--- Exercise brief ---
Could you set down, unchanged, the stretch of the records from their start through the line containing "[[41, 50], [78, 54]]", leaving the pictures out of your answer?

--- Exercise data ---
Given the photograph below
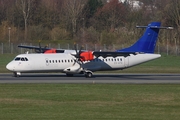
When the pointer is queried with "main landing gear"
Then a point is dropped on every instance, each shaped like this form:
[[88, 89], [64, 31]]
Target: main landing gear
[[16, 74], [87, 73]]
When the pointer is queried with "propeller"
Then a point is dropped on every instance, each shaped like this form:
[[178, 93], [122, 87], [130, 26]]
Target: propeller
[[41, 50], [78, 54]]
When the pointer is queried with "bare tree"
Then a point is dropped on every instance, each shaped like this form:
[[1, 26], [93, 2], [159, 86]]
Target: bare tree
[[72, 10], [25, 6]]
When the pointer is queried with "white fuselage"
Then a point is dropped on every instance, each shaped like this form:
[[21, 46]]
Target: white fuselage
[[63, 62]]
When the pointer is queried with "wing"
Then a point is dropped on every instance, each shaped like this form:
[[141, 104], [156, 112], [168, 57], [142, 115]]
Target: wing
[[39, 49], [112, 54]]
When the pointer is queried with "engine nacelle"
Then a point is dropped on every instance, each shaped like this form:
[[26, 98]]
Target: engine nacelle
[[50, 51], [85, 56]]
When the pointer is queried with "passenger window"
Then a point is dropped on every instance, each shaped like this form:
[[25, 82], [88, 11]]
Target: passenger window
[[22, 59], [26, 59]]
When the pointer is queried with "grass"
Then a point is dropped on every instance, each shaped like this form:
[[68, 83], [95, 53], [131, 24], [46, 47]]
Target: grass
[[89, 101], [165, 64], [93, 101]]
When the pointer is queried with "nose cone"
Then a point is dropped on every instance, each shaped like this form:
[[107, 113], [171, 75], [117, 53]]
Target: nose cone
[[9, 67]]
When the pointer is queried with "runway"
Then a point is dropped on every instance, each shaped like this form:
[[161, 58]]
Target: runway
[[104, 78]]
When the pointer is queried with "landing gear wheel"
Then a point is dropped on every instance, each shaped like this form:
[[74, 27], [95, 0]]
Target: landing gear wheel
[[69, 75], [88, 74]]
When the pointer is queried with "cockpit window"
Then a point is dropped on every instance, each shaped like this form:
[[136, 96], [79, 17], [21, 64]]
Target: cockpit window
[[17, 59], [26, 59], [21, 59]]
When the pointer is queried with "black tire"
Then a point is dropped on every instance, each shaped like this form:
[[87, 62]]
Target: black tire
[[88, 74], [69, 75]]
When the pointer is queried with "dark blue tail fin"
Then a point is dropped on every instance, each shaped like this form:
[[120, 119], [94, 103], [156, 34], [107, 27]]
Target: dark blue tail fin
[[147, 42]]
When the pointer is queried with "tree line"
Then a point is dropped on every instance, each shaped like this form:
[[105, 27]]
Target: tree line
[[86, 21]]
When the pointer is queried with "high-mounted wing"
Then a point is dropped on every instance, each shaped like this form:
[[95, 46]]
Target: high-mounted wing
[[113, 54]]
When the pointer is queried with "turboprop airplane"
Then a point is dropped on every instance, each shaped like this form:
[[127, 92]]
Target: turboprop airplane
[[87, 62]]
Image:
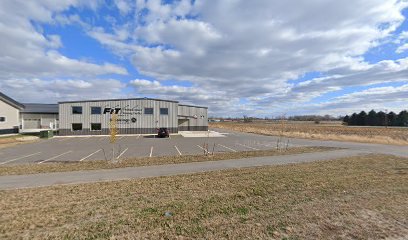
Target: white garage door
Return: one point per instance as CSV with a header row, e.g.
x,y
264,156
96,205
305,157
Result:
x,y
32,123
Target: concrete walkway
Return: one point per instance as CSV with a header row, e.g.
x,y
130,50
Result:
x,y
48,179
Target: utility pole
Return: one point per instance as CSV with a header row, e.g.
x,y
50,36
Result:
x,y
113,133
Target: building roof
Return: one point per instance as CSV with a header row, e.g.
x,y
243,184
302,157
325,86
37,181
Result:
x,y
40,108
11,101
123,99
185,105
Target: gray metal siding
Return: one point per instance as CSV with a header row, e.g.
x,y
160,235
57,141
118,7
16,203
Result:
x,y
133,108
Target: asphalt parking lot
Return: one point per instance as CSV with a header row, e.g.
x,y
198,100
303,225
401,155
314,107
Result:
x,y
65,149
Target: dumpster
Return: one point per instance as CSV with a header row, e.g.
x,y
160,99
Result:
x,y
46,134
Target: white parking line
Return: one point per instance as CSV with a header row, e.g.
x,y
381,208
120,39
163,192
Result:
x,y
90,155
49,159
15,159
228,148
247,146
178,150
205,150
120,155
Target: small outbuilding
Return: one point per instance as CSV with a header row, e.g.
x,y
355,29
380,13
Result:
x,y
18,117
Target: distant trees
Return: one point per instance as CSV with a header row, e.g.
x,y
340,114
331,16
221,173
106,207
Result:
x,y
374,118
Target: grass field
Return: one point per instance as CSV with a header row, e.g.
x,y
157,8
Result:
x,y
146,161
398,136
352,198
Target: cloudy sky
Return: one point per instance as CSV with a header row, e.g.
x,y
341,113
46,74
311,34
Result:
x,y
257,58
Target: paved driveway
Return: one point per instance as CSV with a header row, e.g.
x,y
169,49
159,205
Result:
x,y
99,148
48,179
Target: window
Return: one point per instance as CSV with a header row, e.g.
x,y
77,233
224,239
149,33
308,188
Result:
x,y
164,111
76,126
148,110
76,110
96,127
96,110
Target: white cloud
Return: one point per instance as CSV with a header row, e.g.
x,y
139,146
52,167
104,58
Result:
x,y
52,91
402,48
27,52
378,98
229,51
253,50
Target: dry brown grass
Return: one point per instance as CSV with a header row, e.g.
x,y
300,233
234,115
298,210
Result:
x,y
397,136
353,198
147,161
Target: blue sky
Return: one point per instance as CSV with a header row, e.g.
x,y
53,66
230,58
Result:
x,y
239,58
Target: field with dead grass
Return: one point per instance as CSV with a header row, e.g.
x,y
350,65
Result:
x,y
397,136
147,161
362,197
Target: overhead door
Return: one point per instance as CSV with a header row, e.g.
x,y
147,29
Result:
x,y
32,123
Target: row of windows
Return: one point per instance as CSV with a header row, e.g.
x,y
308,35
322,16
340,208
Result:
x,y
94,127
98,110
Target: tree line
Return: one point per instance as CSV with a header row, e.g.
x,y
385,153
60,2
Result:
x,y
374,118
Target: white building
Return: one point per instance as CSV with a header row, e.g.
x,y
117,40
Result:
x,y
17,117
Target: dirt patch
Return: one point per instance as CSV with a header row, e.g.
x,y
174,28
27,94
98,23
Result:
x,y
352,198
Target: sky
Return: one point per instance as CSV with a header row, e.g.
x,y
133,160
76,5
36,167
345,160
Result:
x,y
263,58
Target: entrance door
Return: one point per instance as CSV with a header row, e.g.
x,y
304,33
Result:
x,y
183,124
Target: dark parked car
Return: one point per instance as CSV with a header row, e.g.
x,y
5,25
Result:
x,y
162,132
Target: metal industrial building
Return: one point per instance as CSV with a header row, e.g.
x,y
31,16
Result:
x,y
134,116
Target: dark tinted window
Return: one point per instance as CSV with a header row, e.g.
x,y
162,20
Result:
x,y
164,111
76,126
96,127
96,110
148,110
76,110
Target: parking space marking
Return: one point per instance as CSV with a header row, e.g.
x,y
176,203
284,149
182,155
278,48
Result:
x,y
247,146
177,150
49,159
120,155
90,155
228,148
15,159
205,150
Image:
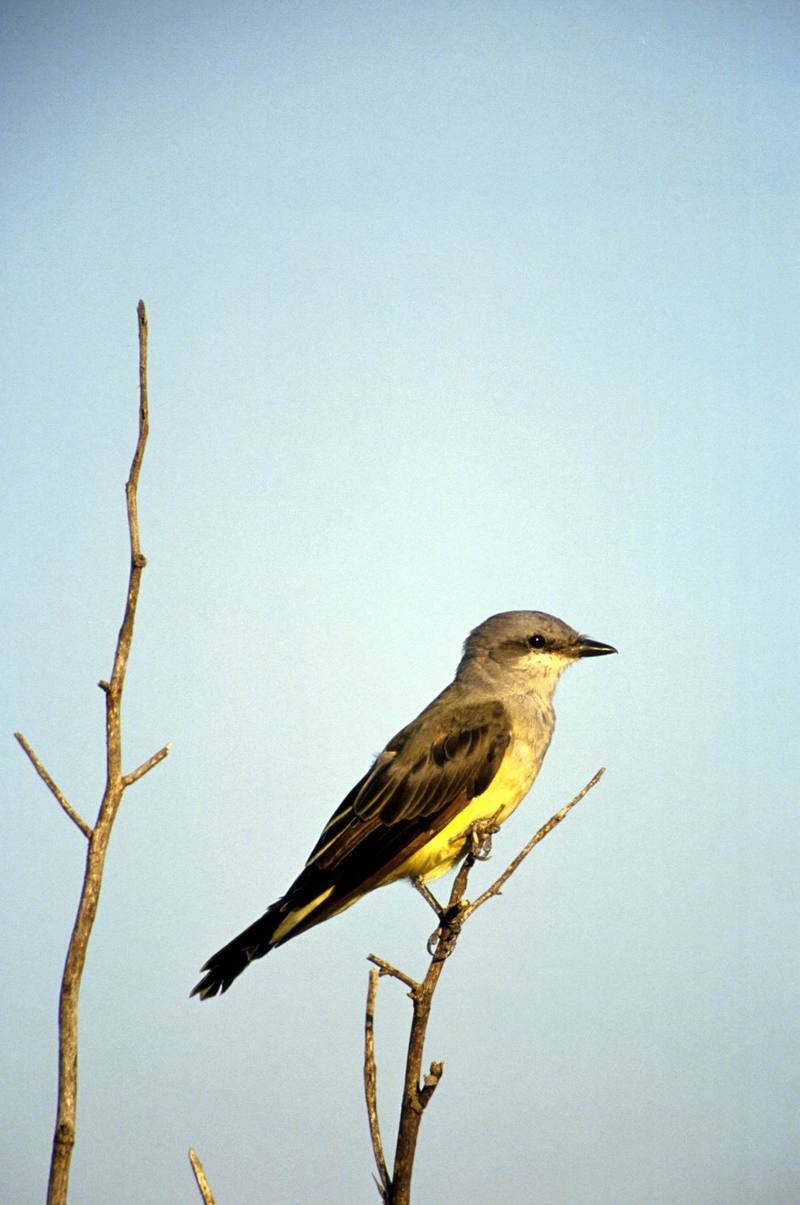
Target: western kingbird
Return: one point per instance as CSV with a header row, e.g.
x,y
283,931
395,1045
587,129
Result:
x,y
470,756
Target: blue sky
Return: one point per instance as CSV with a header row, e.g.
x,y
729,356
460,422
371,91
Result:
x,y
454,309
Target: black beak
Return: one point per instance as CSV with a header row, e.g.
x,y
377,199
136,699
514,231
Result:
x,y
593,647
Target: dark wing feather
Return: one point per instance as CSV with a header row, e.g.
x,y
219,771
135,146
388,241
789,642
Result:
x,y
423,777
413,789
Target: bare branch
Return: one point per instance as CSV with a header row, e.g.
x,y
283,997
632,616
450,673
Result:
x,y
115,787
417,1091
370,1086
48,782
388,969
494,889
200,1176
128,779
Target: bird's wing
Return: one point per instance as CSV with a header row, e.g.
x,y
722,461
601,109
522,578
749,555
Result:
x,y
427,774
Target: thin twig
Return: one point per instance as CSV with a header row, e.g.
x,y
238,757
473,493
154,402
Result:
x,y
388,969
494,889
417,1091
115,787
48,782
128,779
370,1085
200,1176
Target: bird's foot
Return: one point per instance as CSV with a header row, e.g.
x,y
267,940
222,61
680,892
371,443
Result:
x,y
445,935
480,838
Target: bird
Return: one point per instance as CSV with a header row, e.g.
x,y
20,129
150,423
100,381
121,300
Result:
x,y
469,758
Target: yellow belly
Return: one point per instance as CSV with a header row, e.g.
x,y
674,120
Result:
x,y
506,791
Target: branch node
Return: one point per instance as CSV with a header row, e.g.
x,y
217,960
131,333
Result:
x,y
140,771
54,791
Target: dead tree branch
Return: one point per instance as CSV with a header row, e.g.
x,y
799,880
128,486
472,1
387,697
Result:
x,y
98,836
417,1089
200,1176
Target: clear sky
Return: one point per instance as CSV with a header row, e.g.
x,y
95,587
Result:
x,y
454,309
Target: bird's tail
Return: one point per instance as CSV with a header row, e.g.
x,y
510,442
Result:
x,y
228,963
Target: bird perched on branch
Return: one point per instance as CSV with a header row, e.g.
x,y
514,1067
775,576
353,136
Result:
x,y
470,757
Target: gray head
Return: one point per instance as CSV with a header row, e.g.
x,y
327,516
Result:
x,y
524,648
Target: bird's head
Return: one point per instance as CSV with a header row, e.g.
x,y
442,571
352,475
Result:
x,y
525,646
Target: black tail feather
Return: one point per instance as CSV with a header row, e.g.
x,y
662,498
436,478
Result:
x,y
229,962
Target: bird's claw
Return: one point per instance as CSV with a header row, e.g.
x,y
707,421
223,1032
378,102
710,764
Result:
x,y
443,936
480,835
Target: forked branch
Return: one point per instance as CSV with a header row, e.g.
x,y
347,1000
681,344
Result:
x,y
96,836
395,1189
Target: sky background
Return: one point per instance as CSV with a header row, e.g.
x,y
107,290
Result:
x,y
454,309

--- Final result ---
Given the photograph below
When the pointer is queried with "main landing gear"
Then a point is dropped on every instance, each shaped like this form:
[[88, 89], [64, 31]]
Target: main landing gear
[[16, 74], [87, 73]]
When the pointer is queried with "propeller"
Then a point is dropped on every instance, each shaped like this form:
[[178, 93], [122, 87], [130, 26]]
Target: propeller
[[41, 50], [78, 54]]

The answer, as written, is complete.